I would like you to return all of the records exactly as they stand.

_Source records:_
------------------------------------------------------------

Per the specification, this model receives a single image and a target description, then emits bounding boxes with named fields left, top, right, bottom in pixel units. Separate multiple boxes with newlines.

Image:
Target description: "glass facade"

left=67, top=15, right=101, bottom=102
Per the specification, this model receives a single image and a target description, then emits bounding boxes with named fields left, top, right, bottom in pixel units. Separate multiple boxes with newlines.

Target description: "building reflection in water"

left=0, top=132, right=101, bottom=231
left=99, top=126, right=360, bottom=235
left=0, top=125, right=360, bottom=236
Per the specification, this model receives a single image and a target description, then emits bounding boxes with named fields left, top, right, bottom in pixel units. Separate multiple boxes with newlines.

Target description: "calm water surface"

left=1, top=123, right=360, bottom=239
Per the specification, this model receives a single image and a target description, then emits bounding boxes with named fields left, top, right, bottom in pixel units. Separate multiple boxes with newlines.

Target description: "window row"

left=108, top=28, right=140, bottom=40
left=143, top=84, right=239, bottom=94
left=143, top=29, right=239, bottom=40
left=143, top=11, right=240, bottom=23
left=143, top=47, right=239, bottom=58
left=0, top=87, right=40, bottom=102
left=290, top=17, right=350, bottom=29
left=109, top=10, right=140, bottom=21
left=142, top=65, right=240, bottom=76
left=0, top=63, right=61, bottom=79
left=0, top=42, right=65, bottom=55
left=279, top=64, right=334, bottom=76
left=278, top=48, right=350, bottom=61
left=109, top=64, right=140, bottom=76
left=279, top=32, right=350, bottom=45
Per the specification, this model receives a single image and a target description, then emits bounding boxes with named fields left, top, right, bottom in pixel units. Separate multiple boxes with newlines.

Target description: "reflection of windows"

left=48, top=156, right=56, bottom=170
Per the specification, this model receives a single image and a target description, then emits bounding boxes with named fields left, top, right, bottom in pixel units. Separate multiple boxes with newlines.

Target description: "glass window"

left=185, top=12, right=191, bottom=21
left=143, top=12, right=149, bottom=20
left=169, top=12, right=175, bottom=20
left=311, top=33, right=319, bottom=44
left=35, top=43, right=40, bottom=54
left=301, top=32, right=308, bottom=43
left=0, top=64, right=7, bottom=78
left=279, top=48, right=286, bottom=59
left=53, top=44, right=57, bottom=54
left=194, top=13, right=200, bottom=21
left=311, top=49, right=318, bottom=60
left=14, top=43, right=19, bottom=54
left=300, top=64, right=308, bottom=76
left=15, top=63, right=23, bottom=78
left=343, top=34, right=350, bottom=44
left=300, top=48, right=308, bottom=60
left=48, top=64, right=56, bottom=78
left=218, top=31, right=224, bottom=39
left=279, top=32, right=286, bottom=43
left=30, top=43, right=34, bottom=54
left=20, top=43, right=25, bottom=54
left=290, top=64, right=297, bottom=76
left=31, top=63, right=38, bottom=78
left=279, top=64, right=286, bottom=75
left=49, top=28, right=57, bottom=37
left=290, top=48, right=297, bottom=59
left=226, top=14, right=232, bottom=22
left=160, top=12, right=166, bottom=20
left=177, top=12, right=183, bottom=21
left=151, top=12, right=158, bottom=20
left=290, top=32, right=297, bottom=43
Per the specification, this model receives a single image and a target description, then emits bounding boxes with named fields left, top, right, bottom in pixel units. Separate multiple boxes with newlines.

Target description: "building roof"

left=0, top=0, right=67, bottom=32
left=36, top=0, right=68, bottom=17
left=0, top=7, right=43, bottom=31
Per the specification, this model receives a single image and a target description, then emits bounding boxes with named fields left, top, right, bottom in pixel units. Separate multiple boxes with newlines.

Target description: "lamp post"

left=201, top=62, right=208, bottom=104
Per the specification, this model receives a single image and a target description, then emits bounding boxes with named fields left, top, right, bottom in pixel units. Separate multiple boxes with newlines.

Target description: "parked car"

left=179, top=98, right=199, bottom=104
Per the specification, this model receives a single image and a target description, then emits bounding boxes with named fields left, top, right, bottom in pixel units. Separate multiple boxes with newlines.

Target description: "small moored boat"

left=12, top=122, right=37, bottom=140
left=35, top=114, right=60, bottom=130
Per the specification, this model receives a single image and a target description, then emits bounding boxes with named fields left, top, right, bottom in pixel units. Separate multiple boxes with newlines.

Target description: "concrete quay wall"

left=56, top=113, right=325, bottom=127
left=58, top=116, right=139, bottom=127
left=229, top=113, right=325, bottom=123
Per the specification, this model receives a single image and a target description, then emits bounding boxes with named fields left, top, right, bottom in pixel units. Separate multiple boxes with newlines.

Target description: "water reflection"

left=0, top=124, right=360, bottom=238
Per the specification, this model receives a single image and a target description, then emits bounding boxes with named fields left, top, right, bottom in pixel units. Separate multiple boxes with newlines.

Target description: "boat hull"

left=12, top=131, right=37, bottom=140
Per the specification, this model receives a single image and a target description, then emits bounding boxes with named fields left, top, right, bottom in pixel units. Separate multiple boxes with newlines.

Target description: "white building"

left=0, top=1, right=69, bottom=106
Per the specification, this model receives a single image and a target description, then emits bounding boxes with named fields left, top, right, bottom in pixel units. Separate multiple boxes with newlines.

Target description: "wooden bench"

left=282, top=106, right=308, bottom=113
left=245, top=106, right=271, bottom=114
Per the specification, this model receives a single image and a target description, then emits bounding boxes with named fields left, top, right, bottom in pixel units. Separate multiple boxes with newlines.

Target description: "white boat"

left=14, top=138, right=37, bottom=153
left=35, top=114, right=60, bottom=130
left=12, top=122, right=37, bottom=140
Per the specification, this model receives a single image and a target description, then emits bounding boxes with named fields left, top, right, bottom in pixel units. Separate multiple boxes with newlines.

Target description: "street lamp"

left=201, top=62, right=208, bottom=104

------------------------------------------------------------

_Output:_
Per the specification, this model receives a single image and a target description, then emits bounding boxes with named fields left, top, right, bottom in pixel units. Separate multiple boxes with newlines.

Image:
Target description: "glass facade"

left=67, top=15, right=101, bottom=102
Per the specification, this model receives a single image and a target description, then emits bounding boxes with named fields left, top, right, bottom in pixel units. Separate multiple boxes with newlines.

Target description: "building reflection in water"

left=0, top=132, right=101, bottom=231
left=99, top=126, right=360, bottom=235
left=0, top=125, right=360, bottom=236
Per the specification, this model receives a single image and a target description, then emits bounding boxes with named fields left, top, right, bottom in pixel units. Separate multiple boxes with newlines.

Target description: "calm water surface"

left=1, top=123, right=360, bottom=239
Per the specification, this model receives a single image and a target description, then emits bounding boxes with named fields left, top, right, bottom in pixel units. Separate multiple boxes with newlines.

Target description: "window row"

left=108, top=28, right=140, bottom=40
left=143, top=84, right=239, bottom=94
left=143, top=29, right=239, bottom=40
left=143, top=11, right=240, bottom=23
left=143, top=47, right=239, bottom=58
left=0, top=87, right=40, bottom=102
left=290, top=17, right=350, bottom=29
left=109, top=10, right=140, bottom=21
left=142, top=65, right=240, bottom=76
left=0, top=63, right=61, bottom=79
left=0, top=42, right=65, bottom=55
left=279, top=64, right=334, bottom=76
left=278, top=48, right=350, bottom=61
left=109, top=64, right=140, bottom=76
left=279, top=32, right=350, bottom=45
Per the specification, this model receives a single image and a target description, then emits bounding boxes with named fields left, top, right, bottom in pixel units. Separate multiple boxes with newlines.

Target description: "reflection of windows"

left=48, top=156, right=56, bottom=170
Per the specification, this model receives a single image and a target description, then emits bounding boxes with named fields left, top, right, bottom in pixel units. Separate multiple boxes with newlines.

Target description: "glass window"

left=185, top=12, right=191, bottom=21
left=143, top=12, right=149, bottom=20
left=169, top=12, right=175, bottom=20
left=311, top=33, right=319, bottom=44
left=35, top=43, right=40, bottom=54
left=301, top=32, right=308, bottom=43
left=0, top=64, right=7, bottom=78
left=279, top=48, right=286, bottom=59
left=53, top=44, right=57, bottom=54
left=194, top=13, right=200, bottom=21
left=311, top=49, right=318, bottom=60
left=14, top=43, right=19, bottom=54
left=300, top=64, right=308, bottom=76
left=15, top=63, right=23, bottom=78
left=343, top=34, right=350, bottom=44
left=300, top=48, right=308, bottom=60
left=48, top=64, right=56, bottom=78
left=218, top=31, right=224, bottom=39
left=279, top=32, right=286, bottom=43
left=30, top=43, right=34, bottom=54
left=20, top=43, right=25, bottom=54
left=290, top=64, right=297, bottom=76
left=31, top=63, right=38, bottom=78
left=279, top=64, right=286, bottom=75
left=49, top=28, right=57, bottom=37
left=290, top=48, right=297, bottom=59
left=226, top=14, right=232, bottom=22
left=160, top=12, right=166, bottom=20
left=177, top=12, right=183, bottom=21
left=151, top=12, right=158, bottom=20
left=290, top=32, right=297, bottom=43
Per the specification, this model receives a single image and a target description, then emits bounding boxes with named fields left, top, right, bottom in pixel units. Separate multiple boxes with newlines.

Target description: "building roof"

left=0, top=0, right=67, bottom=32
left=36, top=0, right=68, bottom=17
left=0, top=7, right=43, bottom=31
Per the specification, this model receives a single image and a target description, then emits bounding boxes with named fields left, top, right, bottom in pixel units. Separate multiple boxes with newlines.

Target description: "lamp post"

left=201, top=62, right=208, bottom=104
Per the specification, this model receives a single image and a target description, then emits bounding boxes with named fields left, top, right, bottom in pixel units. Separate multiple boxes with newlines.

Target description: "parked car"

left=179, top=98, right=199, bottom=104
Per the specification, this model receives a single image and a target description, then emits bounding boxes with named fields left, top, right, bottom in pixel units. Separate multiple boxes with newlines.

Target description: "small moored boat"

left=12, top=122, right=37, bottom=140
left=35, top=114, right=60, bottom=130
Per the specification, this model receives a single image and a target description, then emits bounding boxes with named fields left, top, right, bottom in pixel units. Separate multiple boxes with newlines.

Target description: "concrete quay wall"

left=56, top=113, right=325, bottom=127
left=58, top=116, right=139, bottom=127
left=229, top=113, right=325, bottom=123
Per the specification, this model receives a single image and a target description, then emits bounding boxes with named fields left, top, right, bottom in pixel units. Separate multiple boxes with newlines.

Target description: "water reflection"

left=0, top=124, right=360, bottom=238
Per the specification, this model receives a single image and a target description, then emits bounding boxes with named fields left, top, right, bottom in pixel units. Separate multiple boxes with newlines.

Target description: "boat hull"

left=12, top=131, right=37, bottom=140
Per the specification, this model receives a single image and a target description, then emits bounding boxes with named fields left, top, right, bottom in pixel units. Separate multiple boxes with newlines.

Target description: "white building"

left=0, top=1, right=69, bottom=106
Per the specification, this model receives a single image and a target description, then emits bounding boxes with named fields left, top, right, bottom in pixel units. Separate multiple boxes with newlines.

Target description: "wooden bench"

left=282, top=106, right=308, bottom=113
left=245, top=106, right=271, bottom=114
Per the specification, this model receives a single image and a target description, then emits bounding boxes with named fields left, top, right, bottom in pixel units. Separate multiple boxes with newlines.

Target description: "white boat"

left=14, top=138, right=37, bottom=153
left=35, top=114, right=60, bottom=130
left=12, top=122, right=37, bottom=140
Per the specification, this model receives a single image and a target description, then emits bounding boxes with named fields left, top, right, bottom in pixel units. Separate multiple boxes with newlines.

Target description: "street lamp"

left=201, top=62, right=208, bottom=104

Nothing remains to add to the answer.